# Beaver sighting on the little miami



## HaroldtheMeek (May 28, 2005)

No, not that kind. A real beaver.
Went on a long bike/hike trip up the river yesterday and got to a real fishy looking spot. Something made a huge splash behind me and I thought it was either a 20 pound carp or the mother of all smallmouths.
When it happened again, I stopped fishing and stood and watched. This time I saw it, a big old beaver surfaced and smacked the water with its tail. 
It would smack the water, submerge then come up and swim around with its head sticking up out of the water. A couple times it came swimming right at me, getting fairly close before it turned away.
It was clearly agitated and it seemed like it wanted me out of there. Those things are as big as a pretty good sized dog!
This happened at a bend in the river where a feeder creek joins, with riffles above and below the hole, which was quite deep judging from counting down a lure to the bottom.
Wonder if the ODNR is aware that beavers are in the Little Miami.


----------



## Webman27 (May 31, 2007)

No doubt it was trying to scare you off. I couldn't believe the number of beavers we saw when we were up in Canada this year and we had a couple tail slappers exactly like you described. Supposedly they can be some pretty mean SOBs


----------



## Whiskers (Aug 11, 2004)

You were probably close to his/her den, and I would be willing to bet he/she was agitated because a litter of babies was close by. 

I see beavers often while fishing the Mad River and Buck Creek. Most of the time, they get spooked and go under water or swim up or down stream away from me. I don't think they are mean critters unless they feel you are threatening them or their litter. 

I'd bet anything a den was close to where you were fishing.


----------



## fisherman5567 (Jan 3, 2007)

I too see a lot of beavers and also river otters when floating the rivers around here.....but the just last month i was walking my dog (mth old mastiff that weighs 75lbs) and he ran up on a beaver and this thing was huge! it was at least 80lbs but more like 90. it made my dog look like a real puppy! i couldnt believe my eyes. I looked on the internet for records of big beavers and found out that they have them recorded at over 100lbs. If that thing would have gotten my dog it could have split him in half!


----------



## fisherman5567 (Jan 3, 2007)

that was on the mad river near eastwood metro park


----------



## crocodile (Sep 26, 2006)

Beavers are really interesting animals. Otters are a real treat to see though. Otters were once extinct in ohio but were reintroduced and the numbers are growing. I love to see stories like that to see a species fall so far and come back. The biggest suprise though is that it came from the help of humans. I have seen wild otters in FL. If there is one there is usuallly a group called a pod. Ronnie

Crocodile Haven
www.crocodilehaven.com


----------



## HOTTFINGER (Apr 14, 2004)

I've been seeing them on the GMR/West Carrollton pool for at least ten years. They have built numerous dams up and down that pool but flood waters usually wash them away. You can see where they've stripped bark from quite a few trees if you look for it.


----------



## sevenx (Apr 21, 2005)

=== Point labeling data ===
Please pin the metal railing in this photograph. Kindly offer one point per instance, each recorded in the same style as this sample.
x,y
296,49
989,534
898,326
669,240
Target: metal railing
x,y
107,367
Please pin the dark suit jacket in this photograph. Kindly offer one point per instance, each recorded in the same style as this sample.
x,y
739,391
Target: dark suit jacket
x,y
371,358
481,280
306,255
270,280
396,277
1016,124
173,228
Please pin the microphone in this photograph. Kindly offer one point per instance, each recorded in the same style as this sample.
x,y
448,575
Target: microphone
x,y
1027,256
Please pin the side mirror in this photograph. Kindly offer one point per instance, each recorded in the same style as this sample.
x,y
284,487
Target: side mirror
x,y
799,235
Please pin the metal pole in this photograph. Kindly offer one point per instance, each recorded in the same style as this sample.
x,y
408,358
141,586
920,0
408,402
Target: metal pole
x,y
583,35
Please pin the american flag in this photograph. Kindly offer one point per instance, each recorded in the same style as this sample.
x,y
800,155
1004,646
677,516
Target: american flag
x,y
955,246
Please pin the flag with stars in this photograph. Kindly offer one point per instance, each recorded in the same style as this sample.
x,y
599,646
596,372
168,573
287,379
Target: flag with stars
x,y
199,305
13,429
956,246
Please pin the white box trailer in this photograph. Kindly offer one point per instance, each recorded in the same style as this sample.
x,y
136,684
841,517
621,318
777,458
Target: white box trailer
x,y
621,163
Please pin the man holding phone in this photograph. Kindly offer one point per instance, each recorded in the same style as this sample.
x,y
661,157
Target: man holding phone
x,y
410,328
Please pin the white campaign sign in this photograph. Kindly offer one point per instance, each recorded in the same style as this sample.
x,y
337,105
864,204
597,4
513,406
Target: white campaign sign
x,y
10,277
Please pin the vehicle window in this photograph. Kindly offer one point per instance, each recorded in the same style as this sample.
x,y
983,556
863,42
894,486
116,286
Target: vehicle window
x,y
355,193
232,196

=== OBJECTIVES ===
• 1. According to the beaver thread, where was fisherman5567 walking the dog when it ran up on the big beaver?
• 2. Continue the beaver thread by writing the post that follows the last header shown.

=== RESPONSE LIST ===
• 1. On the Mad River near Eastwood Metro Park.

• 2.
I to have been spooked by beavers. I was float tubing a beaver pond in CO at dusk so its almost dark barly any light I am out in this big pond under a vary sharp rising moutain side about 3 or 4 hundred ft ominisously looming above me making for many thought of creatures that could eat me. My nerves on edge allready and the from behind SLAP. I almost came out of the tube and could have walked on the water to get out of the pond. Having no idea what it was. Well Lilghting up a smoke and sip from the flask brought me back to a fishable shaking and SLAP. Needless to say I was out of the water for the night. I sat bank side staring into the night with a flashlite and finally saw my gremlin. A very large beaver who's cove I had apparently entered. I have had this happen many time fishing the beaver ponds out there at night though it still scare the crap out you at least you know its not the creature from the black lagoon. (which by the way was on tv the other day an absolute classic.) I have seen otters at play, mink running the banks as well as lizards and the like. I don't know much about lizards so I don't know excactly what they were. I aslo love to see the animals in Ohio as seeing them out west was fairly common. To me its a good sign for the future of our water ways and the improving habbitat and water quality of the LMR. I know there is a long way to go but hey its a start. S


----------



## fisherman5567 (Jan 3, 2007)

I saw otters for the first time on the mad river. i wasnt sure what they were but i saw about 12 of them throughout the trip. They are really neat animals. Im glad they reintroduced them.


----------



## JerryA (Aug 16, 2004)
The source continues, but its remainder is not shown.